## STATED PROBLEM
Please keep only the lines below that contain the word "grass", copying each one unchanged.

## ENTRIES SUPPLIED
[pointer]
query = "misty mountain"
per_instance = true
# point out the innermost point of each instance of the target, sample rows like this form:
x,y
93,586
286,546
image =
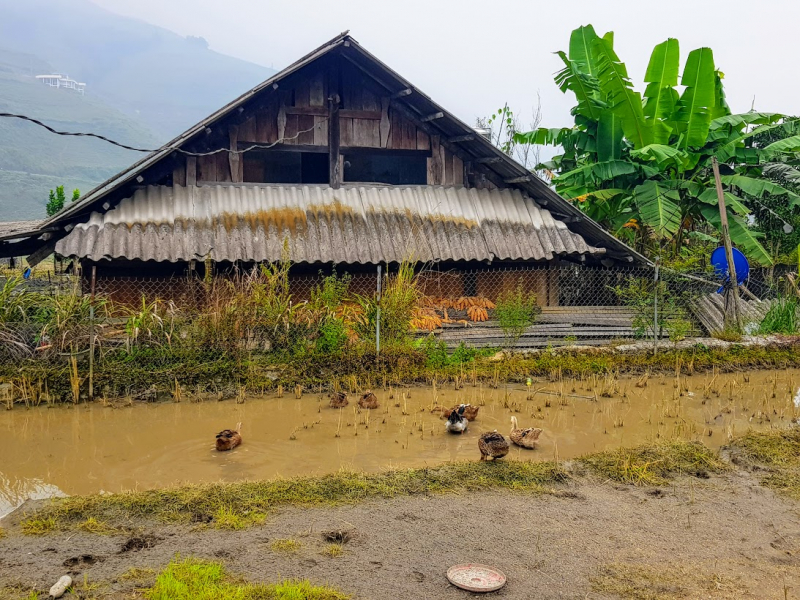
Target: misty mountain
x,y
144,85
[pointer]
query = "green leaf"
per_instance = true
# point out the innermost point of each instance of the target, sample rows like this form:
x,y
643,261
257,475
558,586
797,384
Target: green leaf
x,y
580,48
662,155
760,187
584,85
741,235
618,93
709,196
657,207
789,145
694,108
609,136
660,96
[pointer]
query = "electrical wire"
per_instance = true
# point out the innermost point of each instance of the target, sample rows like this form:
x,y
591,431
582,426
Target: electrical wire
x,y
150,151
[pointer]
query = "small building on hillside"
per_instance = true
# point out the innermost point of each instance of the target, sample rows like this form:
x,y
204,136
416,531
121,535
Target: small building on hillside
x,y
338,163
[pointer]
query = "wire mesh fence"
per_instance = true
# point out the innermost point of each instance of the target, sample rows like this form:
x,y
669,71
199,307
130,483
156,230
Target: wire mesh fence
x,y
202,329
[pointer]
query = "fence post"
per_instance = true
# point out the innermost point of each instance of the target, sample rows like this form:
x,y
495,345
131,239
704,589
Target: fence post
x,y
378,319
655,310
91,335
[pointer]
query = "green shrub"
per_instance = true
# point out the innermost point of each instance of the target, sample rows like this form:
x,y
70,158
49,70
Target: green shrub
x,y
516,311
781,317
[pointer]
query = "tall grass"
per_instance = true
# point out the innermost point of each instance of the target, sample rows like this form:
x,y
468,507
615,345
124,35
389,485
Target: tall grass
x,y
782,316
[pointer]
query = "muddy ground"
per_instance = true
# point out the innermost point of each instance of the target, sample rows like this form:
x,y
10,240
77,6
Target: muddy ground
x,y
723,537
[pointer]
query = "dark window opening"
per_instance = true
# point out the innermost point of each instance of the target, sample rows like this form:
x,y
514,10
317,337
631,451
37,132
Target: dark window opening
x,y
286,167
470,284
386,168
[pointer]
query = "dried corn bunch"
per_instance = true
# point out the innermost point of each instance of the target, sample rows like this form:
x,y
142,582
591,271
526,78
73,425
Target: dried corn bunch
x,y
477,313
465,302
425,319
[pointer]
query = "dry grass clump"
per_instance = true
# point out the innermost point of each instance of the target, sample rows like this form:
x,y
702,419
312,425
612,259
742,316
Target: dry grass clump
x,y
662,582
778,451
194,579
333,550
286,546
653,464
238,505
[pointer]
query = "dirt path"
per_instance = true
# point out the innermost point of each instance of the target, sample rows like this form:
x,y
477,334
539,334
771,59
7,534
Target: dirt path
x,y
725,537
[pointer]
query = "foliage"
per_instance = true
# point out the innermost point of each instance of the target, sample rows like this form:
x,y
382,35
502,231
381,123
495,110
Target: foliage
x,y
195,579
782,316
57,198
401,295
641,164
516,311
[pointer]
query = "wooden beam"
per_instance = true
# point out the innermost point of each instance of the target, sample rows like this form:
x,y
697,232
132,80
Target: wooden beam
x,y
334,164
521,179
45,250
385,125
234,158
433,117
191,170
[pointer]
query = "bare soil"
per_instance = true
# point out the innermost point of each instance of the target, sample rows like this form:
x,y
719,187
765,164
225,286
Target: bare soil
x,y
723,537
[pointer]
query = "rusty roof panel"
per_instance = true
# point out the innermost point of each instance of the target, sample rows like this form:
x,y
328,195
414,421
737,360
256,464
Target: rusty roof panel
x,y
354,224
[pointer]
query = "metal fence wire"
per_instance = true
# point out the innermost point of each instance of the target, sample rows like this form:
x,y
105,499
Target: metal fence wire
x,y
280,314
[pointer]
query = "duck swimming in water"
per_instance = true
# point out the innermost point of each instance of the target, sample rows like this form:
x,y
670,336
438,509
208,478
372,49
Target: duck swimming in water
x,y
228,439
525,438
492,445
338,400
457,422
368,400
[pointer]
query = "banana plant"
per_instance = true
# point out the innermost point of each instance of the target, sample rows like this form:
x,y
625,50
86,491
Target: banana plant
x,y
643,162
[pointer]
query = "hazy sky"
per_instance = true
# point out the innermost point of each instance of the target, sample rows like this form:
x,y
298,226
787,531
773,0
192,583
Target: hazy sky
x,y
473,56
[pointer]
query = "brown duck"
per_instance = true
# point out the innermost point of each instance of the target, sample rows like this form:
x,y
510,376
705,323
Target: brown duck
x,y
469,412
368,400
338,400
525,438
492,445
228,439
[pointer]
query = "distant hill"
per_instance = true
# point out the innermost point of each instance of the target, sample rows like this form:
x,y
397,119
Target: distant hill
x,y
168,81
34,161
144,86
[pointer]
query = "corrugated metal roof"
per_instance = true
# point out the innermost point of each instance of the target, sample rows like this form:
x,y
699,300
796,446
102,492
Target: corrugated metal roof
x,y
354,224
417,103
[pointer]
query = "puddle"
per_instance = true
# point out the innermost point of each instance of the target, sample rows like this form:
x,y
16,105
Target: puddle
x,y
91,448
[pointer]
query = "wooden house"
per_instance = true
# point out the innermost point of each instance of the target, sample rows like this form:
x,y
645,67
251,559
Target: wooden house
x,y
339,162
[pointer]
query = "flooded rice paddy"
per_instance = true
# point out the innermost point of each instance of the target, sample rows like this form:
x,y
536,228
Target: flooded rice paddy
x,y
89,448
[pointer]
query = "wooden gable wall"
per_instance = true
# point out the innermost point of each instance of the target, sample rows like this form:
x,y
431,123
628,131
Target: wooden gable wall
x,y
367,119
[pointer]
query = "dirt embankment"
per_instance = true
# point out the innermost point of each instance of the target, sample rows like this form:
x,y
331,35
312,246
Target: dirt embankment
x,y
721,537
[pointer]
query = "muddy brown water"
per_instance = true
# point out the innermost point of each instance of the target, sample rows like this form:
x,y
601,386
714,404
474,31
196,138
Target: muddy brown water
x,y
91,448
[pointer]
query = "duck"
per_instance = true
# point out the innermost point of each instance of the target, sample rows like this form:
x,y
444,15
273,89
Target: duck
x,y
456,422
492,445
228,439
338,400
368,400
525,438
468,411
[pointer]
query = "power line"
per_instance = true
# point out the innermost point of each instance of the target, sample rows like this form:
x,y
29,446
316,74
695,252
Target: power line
x,y
149,151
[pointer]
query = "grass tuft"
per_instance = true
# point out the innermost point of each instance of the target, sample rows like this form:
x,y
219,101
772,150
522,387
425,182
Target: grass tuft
x,y
653,464
333,550
238,505
778,451
39,525
194,579
92,525
286,546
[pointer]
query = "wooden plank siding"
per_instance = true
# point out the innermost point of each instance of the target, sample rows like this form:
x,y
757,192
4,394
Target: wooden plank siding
x,y
298,116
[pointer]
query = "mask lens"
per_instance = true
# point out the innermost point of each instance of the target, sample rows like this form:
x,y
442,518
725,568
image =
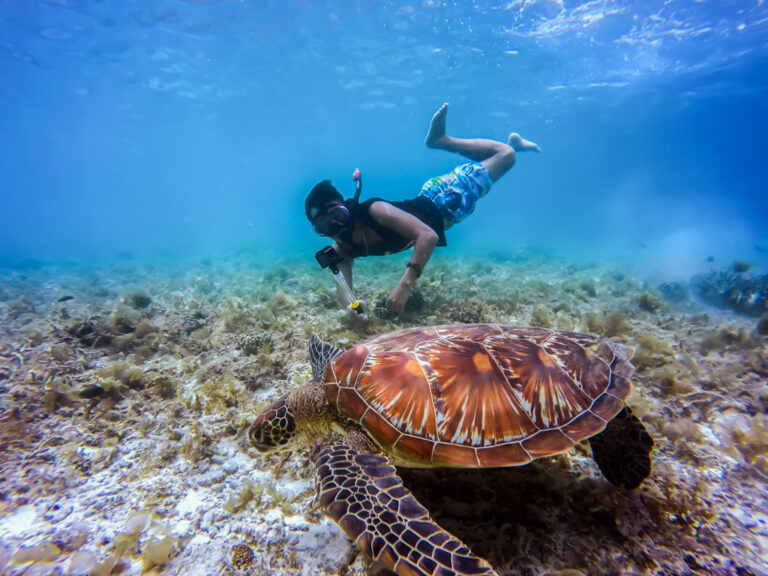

## FINISHED ANSWER
query = "tall grass"
Target: tall grass
query = "dry grass clump"
Target: dry grass clump
query = "grass tuft"
Target: grass tuft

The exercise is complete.